How to complete this task -
Your task is to copy every record exactly.

Supplied data -
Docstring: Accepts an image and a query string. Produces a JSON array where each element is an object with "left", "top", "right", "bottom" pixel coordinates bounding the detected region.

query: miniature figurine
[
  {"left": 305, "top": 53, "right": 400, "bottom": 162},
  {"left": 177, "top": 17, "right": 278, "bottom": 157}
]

Output below -
Docstring: Accepts an image and a query string. Produces a JSON array where each element is an object with "left", "top", "right", "bottom" pixel coordinates bounding the detected region.

query: miniature figurine
[
  {"left": 305, "top": 53, "right": 400, "bottom": 162},
  {"left": 177, "top": 17, "right": 278, "bottom": 157}
]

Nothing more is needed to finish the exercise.